----- Supplied records

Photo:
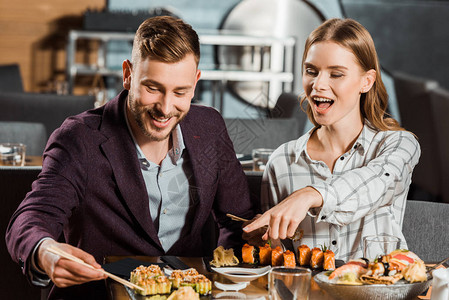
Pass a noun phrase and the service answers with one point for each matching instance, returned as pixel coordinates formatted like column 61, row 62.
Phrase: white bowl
column 400, row 290
column 238, row 274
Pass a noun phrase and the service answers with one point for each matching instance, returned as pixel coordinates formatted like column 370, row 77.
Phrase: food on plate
column 329, row 260
column 298, row 235
column 151, row 279
column 184, row 293
column 249, row 254
column 350, row 272
column 387, row 269
column 415, row 272
column 380, row 279
column 200, row 283
column 317, row 258
column 305, row 254
column 224, row 257
column 177, row 276
column 289, row 259
column 277, row 258
column 265, row 255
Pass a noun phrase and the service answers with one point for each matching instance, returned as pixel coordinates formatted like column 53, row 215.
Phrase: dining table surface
column 257, row 289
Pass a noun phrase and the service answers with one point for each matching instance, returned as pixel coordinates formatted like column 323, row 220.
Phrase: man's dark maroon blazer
column 91, row 189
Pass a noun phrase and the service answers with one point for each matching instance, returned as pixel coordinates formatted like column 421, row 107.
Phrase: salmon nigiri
column 304, row 254
column 277, row 257
column 249, row 254
column 289, row 259
column 317, row 258
column 265, row 254
column 329, row 260
column 351, row 271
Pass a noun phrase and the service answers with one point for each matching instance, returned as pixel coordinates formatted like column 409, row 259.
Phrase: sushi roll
column 151, row 280
column 200, row 283
column 277, row 257
column 316, row 258
column 177, row 276
column 265, row 255
column 250, row 254
column 304, row 254
column 329, row 260
column 289, row 259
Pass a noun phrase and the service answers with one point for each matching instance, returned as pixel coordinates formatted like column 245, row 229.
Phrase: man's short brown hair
column 165, row 39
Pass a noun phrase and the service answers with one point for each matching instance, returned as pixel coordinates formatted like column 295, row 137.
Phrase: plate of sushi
column 256, row 261
column 400, row 274
column 241, row 274
column 179, row 284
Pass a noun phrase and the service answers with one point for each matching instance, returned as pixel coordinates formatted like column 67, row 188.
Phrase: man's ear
column 127, row 70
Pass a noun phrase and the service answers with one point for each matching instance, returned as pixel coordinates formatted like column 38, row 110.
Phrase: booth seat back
column 48, row 109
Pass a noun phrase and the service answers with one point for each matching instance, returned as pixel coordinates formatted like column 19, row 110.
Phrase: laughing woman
column 348, row 177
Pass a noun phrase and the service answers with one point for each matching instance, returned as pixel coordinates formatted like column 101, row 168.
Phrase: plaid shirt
column 365, row 195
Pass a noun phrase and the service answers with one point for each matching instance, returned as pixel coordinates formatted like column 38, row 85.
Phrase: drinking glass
column 375, row 246
column 260, row 158
column 289, row 283
column 12, row 154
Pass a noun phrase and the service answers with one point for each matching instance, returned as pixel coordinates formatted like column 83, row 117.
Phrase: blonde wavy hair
column 353, row 36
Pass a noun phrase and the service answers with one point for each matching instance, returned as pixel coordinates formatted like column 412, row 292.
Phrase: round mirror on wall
column 271, row 18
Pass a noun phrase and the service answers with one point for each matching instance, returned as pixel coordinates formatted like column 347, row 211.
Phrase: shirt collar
column 361, row 144
column 174, row 152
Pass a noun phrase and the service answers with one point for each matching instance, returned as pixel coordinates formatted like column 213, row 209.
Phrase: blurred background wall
column 410, row 35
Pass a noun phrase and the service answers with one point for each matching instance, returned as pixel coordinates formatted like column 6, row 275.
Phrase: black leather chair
column 440, row 107
column 413, row 95
column 49, row 109
column 10, row 78
column 426, row 229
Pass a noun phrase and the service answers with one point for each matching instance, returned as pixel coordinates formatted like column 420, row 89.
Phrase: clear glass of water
column 378, row 245
column 289, row 283
column 12, row 154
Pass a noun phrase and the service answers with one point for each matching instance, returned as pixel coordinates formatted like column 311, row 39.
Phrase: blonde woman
column 348, row 177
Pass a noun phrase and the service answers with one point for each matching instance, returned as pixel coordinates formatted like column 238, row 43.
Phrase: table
column 256, row 289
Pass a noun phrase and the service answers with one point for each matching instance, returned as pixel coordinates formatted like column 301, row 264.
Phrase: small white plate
column 237, row 274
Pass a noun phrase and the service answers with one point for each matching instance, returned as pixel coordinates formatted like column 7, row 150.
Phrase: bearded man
column 140, row 175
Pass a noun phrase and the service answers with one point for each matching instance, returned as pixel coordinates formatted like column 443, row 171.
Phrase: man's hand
column 283, row 219
column 64, row 272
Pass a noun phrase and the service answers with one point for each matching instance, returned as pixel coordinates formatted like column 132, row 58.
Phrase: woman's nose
column 321, row 82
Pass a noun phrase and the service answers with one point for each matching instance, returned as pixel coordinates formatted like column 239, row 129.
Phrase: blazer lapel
column 120, row 150
column 203, row 157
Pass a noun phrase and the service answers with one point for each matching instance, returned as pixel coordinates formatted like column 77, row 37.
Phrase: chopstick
column 68, row 256
column 235, row 218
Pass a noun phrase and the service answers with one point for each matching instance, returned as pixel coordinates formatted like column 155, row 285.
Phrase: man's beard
column 139, row 111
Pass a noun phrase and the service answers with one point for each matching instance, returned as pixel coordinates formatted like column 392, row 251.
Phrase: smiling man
column 139, row 176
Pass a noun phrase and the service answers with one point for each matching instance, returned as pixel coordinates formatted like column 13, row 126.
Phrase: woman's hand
column 254, row 237
column 64, row 272
column 284, row 218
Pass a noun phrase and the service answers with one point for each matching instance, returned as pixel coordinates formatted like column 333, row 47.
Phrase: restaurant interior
column 59, row 58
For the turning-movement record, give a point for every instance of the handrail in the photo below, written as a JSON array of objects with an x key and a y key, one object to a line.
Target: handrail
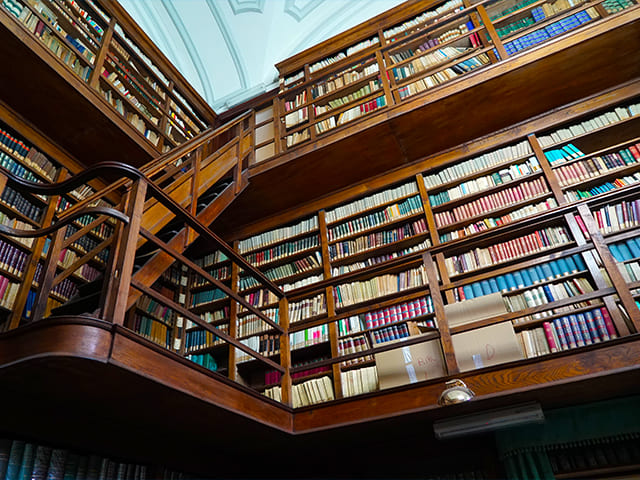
[
  {"x": 157, "y": 164},
  {"x": 133, "y": 173}
]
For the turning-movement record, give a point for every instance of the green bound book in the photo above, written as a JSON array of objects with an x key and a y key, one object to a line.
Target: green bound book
[
  {"x": 15, "y": 459},
  {"x": 5, "y": 449},
  {"x": 41, "y": 462},
  {"x": 28, "y": 457}
]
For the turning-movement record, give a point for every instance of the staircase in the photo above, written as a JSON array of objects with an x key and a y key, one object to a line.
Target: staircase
[{"x": 203, "y": 176}]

----------

→ **Task objective**: Starting with the first line of the data above and ending with the line containing "370, row 77.", please restate every line exactly, leaving images out.

→ **Output**:
Photo:
Pass a noun phrase and the service answers with one point for each matching instance, returned as pixel coordinates formatted like column 61, row 62.
Phrase: white bowl
column 400, row 290
column 238, row 274
Pass a noun phrase and the service answers with one point for each matching instance, returned as pixel coordinates formatted like column 370, row 77.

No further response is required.